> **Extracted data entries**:
######
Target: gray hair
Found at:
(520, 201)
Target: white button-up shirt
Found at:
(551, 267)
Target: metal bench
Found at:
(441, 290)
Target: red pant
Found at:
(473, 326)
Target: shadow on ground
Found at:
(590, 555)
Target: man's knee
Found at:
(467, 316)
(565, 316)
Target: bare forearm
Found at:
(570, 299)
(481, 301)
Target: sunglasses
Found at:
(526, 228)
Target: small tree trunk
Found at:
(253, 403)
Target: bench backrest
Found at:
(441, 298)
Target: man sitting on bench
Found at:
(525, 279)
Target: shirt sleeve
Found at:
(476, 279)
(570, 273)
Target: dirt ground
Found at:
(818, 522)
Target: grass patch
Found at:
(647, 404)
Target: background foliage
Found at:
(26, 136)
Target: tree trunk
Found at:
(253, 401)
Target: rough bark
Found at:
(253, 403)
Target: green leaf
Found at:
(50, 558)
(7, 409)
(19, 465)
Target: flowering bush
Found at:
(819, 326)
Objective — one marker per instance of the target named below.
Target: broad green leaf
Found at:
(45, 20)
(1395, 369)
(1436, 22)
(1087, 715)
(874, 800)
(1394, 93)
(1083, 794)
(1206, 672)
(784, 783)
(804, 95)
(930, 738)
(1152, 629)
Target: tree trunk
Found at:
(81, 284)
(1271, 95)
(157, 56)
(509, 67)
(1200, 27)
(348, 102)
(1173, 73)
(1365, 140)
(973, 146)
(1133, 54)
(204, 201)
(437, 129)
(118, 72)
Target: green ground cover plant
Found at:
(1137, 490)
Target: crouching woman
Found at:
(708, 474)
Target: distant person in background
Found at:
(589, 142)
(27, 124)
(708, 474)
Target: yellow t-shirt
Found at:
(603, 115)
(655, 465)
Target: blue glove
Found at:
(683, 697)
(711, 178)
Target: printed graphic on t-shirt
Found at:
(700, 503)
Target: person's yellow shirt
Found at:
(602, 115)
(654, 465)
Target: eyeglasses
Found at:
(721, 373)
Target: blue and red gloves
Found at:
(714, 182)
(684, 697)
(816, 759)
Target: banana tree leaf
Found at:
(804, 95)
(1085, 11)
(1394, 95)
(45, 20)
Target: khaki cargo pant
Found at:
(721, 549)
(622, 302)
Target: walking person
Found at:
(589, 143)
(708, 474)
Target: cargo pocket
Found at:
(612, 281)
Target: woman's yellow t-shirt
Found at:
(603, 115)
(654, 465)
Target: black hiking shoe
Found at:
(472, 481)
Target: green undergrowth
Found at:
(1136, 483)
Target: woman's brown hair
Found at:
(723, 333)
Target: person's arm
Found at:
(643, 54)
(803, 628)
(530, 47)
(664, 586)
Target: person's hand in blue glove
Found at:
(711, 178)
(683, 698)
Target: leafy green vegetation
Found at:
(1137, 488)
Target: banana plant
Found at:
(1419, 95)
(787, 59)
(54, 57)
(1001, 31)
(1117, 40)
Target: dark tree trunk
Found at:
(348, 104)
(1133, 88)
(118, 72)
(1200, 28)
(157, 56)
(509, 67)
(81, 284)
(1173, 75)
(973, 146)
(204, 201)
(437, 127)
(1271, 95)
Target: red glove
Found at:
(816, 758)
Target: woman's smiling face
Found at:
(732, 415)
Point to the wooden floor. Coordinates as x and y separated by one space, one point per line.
######
> **DO THIS**: Print the listing above in its entirety, with every line exact.

> **SOLUTION TO THE PROBLEM**:
Target: gray hair
Found at:
(520, 201)
Target: white button-up shirt
Found at:
(551, 267)
Target: metal bench
Found at:
(441, 290)
Target: red pant
Found at:
(473, 326)
Target: shadow on ground
Found at:
(590, 555)
Target: man's knee
Found at:
(467, 316)
(565, 316)
Target: bare forearm
Found at:
(570, 299)
(481, 301)
Target: sunglasses
Found at:
(526, 228)
Target: small tree trunk
Found at:
(253, 403)
Target: bench backrest
Found at:
(441, 298)
Target: man sitting on bench
Found at:
(525, 279)
Target: shirt sleeve
Found at:
(476, 279)
(570, 273)
Target: dirt ground
Found at:
(818, 522)
Target: grass patch
Found at:
(647, 404)
Target: background foliage
Found at:
(26, 136)
Target: tree trunk
Found at:
(253, 401)
Target: rough bark
Found at:
(253, 403)
Target: green leaf
Found at:
(50, 558)
(7, 409)
(19, 465)
Target: flowering bush
Found at:
(819, 326)
Objective — one marker per instance of the target named below.
Target: broad green leaf
Found at:
(45, 20)
(1395, 369)
(1436, 22)
(1087, 715)
(874, 800)
(1394, 93)
(1083, 794)
(1206, 672)
(784, 783)
(804, 95)
(930, 738)
(1152, 629)
Target: tree trunk
Found at:
(81, 284)
(1271, 95)
(157, 56)
(509, 67)
(1200, 27)
(348, 102)
(1173, 73)
(1365, 140)
(973, 146)
(1133, 54)
(204, 201)
(437, 129)
(118, 72)
Target: green ground cover plant
Found at:
(1137, 490)
Target: crouching woman
Found at:
(708, 474)
Target: distant person in background
Found at:
(589, 142)
(27, 124)
(708, 474)
Target: yellow t-shirt
Found at:
(603, 115)
(655, 465)
Target: blue glove
Found at:
(683, 697)
(711, 178)
Target: printed graphic on t-shirt
Found at:
(700, 503)
Target: person's yellow shirt
Found at:
(602, 115)
(654, 465)
Target: eyeglasses
Found at:
(721, 373)
Target: blue and red gloves
Found at:
(714, 182)
(684, 697)
(816, 759)
Target: banana tree leaf
Found at:
(804, 95)
(1085, 11)
(1394, 95)
(45, 20)
Target: khaki cargo pant
Found at:
(721, 549)
(622, 302)
Target: walking person
Found at:
(589, 143)
(708, 474)
Target: cargo pocket
Found at:
(612, 281)
Target: woman's yellow t-shirt
Found at:
(603, 115)
(654, 465)
Target: black hiking shoe
Found at:
(472, 481)
Target: green undergrowth
Found at:
(1136, 483)
Target: woman's brown hair
Found at:
(723, 333)
Target: person's arm
Found at:
(643, 54)
(803, 628)
(530, 47)
(664, 586)
Target: person's hand in blue glove
Found at:
(711, 178)
(683, 698)
Target: leafy green vegetation
Found at:
(1137, 488)
Target: banana plant
Found at:
(1419, 95)
(787, 59)
(54, 57)
(1001, 31)
(1117, 40)
Target: dark tree trunk
Found at:
(348, 104)
(1133, 88)
(118, 72)
(1200, 28)
(157, 56)
(509, 67)
(81, 284)
(1173, 75)
(973, 146)
(204, 201)
(437, 127)
(1271, 95)
Target: red glove
Found at:
(816, 758)
Target: woman's smiling face
Found at:
(732, 415)
Point to the wooden floor. Coordinates as x and y separated by one space, one point per line.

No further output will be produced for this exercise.